> [Written instruction]
Pull out each line of the records below that contains the word "gnarled".

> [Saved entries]

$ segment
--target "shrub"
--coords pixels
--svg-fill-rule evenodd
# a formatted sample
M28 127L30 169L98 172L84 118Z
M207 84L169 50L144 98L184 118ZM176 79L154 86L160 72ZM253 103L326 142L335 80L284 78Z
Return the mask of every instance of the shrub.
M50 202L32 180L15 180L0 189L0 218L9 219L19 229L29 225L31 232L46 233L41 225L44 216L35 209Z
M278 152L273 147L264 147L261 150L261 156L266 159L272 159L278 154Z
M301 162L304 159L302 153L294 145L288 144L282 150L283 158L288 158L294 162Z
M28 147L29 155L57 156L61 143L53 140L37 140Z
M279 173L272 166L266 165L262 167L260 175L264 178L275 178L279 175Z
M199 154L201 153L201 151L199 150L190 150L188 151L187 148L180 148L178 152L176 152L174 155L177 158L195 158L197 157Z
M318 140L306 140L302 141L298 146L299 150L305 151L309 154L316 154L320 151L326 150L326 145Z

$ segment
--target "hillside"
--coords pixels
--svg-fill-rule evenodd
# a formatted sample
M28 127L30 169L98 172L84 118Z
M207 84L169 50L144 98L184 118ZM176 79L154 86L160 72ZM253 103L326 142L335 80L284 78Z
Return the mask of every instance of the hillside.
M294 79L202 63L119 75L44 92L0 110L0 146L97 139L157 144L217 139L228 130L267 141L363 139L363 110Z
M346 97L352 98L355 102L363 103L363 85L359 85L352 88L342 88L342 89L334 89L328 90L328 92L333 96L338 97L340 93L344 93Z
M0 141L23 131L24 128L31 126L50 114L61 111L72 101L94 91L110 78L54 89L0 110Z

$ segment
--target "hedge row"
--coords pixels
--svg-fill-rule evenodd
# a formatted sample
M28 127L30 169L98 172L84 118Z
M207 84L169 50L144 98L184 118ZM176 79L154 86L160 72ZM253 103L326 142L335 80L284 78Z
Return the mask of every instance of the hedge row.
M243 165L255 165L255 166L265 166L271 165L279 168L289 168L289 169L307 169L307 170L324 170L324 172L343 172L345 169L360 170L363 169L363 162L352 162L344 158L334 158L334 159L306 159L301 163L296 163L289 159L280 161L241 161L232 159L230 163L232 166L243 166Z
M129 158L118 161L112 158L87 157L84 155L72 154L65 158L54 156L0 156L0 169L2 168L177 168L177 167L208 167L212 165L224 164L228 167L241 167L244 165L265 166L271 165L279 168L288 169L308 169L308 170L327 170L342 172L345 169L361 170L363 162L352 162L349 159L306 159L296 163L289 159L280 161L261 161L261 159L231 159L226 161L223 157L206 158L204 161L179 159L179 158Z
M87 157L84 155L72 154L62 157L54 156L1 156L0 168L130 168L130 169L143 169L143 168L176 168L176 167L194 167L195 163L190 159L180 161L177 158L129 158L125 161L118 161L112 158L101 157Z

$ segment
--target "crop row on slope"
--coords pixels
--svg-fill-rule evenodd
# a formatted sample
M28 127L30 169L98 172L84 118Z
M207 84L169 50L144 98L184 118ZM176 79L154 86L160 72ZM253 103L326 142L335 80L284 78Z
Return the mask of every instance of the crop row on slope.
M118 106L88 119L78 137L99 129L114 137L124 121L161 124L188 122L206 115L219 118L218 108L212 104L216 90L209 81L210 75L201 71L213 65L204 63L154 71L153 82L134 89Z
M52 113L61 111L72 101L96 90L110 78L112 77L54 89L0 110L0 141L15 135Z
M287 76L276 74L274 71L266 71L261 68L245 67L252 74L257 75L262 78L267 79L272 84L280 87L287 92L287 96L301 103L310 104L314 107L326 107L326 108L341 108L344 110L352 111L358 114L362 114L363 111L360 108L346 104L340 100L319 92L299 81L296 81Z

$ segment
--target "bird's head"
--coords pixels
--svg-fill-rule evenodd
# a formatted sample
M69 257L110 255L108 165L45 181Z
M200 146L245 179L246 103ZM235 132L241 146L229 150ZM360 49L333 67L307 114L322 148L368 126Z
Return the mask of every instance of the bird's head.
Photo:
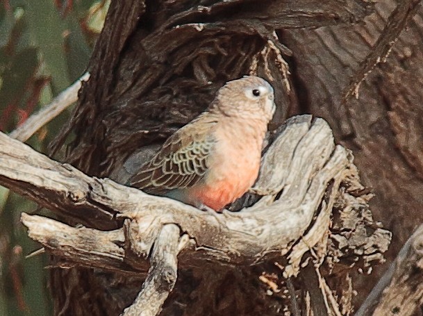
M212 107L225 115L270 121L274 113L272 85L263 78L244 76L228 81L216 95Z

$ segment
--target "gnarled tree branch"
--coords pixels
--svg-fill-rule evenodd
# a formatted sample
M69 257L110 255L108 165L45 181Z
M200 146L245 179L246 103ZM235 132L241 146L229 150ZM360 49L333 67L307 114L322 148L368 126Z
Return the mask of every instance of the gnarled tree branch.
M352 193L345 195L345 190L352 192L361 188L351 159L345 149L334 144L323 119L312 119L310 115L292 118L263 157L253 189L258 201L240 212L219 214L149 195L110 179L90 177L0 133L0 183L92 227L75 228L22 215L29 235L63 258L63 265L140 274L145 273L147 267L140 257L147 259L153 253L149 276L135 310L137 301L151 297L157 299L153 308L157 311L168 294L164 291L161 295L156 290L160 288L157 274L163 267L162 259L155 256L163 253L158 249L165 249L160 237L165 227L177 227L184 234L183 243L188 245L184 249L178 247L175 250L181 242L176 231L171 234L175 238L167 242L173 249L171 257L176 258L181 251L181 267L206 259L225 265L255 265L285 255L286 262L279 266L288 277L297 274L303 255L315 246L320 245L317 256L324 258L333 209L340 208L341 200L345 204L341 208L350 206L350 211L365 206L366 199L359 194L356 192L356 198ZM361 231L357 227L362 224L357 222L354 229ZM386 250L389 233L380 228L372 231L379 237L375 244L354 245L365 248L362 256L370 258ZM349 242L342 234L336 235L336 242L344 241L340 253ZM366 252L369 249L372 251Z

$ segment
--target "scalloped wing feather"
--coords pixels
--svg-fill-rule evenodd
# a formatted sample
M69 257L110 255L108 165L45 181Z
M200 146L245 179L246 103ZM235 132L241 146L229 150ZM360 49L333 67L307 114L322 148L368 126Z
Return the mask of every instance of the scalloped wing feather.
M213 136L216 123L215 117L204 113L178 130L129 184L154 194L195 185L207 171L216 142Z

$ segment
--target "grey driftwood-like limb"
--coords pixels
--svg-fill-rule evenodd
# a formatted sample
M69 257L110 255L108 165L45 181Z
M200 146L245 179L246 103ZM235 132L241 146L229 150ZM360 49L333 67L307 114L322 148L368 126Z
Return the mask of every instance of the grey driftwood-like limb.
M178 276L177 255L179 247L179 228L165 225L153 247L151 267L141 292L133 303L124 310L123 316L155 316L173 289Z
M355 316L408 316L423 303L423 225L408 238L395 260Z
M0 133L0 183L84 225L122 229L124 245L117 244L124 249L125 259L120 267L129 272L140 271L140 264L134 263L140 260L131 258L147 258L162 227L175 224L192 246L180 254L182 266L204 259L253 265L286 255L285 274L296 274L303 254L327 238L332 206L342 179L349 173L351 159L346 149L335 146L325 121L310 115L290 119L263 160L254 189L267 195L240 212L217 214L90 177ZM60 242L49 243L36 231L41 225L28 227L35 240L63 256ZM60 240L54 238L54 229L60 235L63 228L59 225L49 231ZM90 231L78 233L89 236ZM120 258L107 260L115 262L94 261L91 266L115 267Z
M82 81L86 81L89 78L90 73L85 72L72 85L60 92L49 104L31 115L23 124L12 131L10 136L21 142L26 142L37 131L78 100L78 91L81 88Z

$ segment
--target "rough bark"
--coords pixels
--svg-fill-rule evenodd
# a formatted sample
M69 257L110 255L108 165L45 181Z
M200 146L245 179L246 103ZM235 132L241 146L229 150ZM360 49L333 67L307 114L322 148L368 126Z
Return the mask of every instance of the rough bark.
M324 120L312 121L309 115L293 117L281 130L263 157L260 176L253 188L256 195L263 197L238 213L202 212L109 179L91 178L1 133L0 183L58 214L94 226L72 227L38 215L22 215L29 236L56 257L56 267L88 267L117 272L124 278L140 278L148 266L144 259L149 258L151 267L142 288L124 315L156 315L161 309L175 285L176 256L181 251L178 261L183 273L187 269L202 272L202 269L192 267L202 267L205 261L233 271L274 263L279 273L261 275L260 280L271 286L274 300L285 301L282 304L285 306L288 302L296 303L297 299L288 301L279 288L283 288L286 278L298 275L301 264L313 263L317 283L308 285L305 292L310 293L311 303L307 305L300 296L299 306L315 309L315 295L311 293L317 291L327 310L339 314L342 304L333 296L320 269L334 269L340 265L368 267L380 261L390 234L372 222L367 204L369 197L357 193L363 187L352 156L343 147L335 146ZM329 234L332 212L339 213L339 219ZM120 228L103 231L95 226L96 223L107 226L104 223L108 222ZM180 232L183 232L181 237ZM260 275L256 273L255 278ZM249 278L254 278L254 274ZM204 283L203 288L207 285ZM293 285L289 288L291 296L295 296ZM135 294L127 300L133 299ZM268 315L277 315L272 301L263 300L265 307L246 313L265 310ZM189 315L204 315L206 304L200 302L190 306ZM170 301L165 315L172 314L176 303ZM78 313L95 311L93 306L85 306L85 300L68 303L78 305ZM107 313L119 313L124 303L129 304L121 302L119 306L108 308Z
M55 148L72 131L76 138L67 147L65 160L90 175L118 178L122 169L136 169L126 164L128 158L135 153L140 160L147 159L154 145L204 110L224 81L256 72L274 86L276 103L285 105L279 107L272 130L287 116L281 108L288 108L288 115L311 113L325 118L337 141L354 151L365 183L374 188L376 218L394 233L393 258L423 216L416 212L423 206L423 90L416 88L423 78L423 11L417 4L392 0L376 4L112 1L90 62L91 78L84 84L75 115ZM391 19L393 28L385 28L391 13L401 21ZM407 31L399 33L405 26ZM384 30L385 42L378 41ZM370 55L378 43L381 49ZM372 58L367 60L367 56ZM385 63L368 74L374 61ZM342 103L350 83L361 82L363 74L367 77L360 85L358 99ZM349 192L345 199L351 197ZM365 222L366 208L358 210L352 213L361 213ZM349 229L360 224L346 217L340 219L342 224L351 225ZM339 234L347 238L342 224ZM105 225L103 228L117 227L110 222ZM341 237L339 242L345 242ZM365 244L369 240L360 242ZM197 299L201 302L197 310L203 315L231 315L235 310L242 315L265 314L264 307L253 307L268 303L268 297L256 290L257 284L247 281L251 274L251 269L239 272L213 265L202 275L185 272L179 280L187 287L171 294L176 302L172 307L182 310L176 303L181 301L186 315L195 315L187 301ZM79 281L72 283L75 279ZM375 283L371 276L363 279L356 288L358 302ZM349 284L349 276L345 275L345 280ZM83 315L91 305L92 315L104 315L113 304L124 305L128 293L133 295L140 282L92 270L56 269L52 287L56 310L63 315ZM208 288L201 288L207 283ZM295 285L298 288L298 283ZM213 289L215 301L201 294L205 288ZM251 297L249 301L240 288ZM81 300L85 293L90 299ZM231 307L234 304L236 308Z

...

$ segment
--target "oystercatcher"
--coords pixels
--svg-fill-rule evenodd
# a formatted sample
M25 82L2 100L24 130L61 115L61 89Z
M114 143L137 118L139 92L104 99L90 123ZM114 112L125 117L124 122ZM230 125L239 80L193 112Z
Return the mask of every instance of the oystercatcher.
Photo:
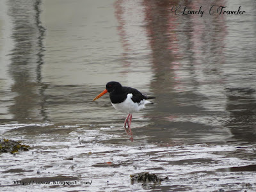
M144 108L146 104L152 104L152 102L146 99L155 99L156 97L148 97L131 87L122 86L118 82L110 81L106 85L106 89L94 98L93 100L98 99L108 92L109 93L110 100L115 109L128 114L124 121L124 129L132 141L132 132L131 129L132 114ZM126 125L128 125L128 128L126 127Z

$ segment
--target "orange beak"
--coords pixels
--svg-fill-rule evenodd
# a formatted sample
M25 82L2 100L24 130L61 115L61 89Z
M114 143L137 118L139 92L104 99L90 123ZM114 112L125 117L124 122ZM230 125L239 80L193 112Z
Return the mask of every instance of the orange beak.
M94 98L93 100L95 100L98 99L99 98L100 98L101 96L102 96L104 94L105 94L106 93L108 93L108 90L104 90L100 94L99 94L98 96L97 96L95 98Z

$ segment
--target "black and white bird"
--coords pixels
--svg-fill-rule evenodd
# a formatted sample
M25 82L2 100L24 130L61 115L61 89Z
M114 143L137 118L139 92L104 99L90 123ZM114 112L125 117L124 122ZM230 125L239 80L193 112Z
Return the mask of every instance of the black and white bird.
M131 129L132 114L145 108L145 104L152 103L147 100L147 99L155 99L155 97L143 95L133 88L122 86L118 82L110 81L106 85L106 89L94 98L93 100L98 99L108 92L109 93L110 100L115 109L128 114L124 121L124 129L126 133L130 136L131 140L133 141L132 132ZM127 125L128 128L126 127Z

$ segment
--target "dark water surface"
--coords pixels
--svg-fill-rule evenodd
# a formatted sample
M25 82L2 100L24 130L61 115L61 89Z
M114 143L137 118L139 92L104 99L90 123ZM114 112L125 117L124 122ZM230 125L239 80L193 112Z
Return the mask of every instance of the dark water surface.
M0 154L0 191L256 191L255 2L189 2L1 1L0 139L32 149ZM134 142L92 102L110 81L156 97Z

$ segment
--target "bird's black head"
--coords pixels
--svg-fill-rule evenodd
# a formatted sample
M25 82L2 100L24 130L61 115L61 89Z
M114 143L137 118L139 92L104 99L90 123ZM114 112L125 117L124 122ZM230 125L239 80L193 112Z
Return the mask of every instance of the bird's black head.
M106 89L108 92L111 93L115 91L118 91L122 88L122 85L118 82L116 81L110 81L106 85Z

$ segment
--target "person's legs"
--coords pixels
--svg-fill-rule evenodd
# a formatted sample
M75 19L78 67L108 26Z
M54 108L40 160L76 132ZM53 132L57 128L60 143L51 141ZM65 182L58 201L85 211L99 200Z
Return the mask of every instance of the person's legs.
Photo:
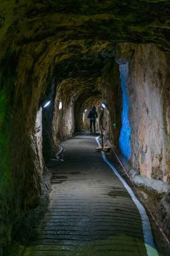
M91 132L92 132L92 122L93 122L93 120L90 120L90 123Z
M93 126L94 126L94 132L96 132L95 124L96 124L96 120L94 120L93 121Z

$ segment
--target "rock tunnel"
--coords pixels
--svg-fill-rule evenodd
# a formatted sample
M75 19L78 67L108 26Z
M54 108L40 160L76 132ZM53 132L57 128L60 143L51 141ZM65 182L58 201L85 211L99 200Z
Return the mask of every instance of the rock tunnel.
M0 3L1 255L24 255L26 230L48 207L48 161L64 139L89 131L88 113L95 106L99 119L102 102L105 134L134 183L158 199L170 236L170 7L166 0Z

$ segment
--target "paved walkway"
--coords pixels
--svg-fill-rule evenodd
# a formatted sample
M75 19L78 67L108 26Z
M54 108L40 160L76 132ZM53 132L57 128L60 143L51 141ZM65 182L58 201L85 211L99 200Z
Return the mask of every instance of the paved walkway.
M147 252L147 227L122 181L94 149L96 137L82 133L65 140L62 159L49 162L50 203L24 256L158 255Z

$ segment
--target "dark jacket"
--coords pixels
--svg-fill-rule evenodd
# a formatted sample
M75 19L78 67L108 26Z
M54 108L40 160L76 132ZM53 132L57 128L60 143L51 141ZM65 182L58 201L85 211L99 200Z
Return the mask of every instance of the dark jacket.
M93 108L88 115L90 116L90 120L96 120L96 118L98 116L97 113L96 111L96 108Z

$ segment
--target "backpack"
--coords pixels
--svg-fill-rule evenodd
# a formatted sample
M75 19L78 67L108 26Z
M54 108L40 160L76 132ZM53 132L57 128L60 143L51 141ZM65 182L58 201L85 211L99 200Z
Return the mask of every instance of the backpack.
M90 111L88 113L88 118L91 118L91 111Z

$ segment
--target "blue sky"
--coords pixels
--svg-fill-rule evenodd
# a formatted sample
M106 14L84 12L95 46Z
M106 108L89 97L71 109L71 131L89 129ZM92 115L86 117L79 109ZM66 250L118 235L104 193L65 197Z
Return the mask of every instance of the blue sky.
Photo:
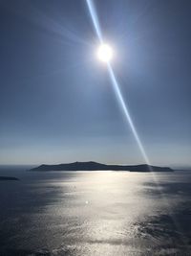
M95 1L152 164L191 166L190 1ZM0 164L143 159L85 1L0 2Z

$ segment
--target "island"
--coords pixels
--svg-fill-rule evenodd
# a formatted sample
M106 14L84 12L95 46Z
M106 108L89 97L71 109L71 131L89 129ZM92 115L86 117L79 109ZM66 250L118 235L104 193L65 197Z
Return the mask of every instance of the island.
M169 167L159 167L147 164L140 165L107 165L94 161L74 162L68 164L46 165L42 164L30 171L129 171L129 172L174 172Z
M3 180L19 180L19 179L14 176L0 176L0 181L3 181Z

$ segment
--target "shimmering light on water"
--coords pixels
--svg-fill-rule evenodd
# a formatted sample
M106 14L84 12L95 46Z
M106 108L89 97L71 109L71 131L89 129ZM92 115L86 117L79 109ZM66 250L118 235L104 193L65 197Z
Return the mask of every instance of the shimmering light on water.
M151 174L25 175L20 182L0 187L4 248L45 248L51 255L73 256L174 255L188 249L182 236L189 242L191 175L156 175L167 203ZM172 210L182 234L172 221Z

> [Solution to the problem]
--target "gnarled tree branch"
Return the mask of every instance of the gnarled tree branch.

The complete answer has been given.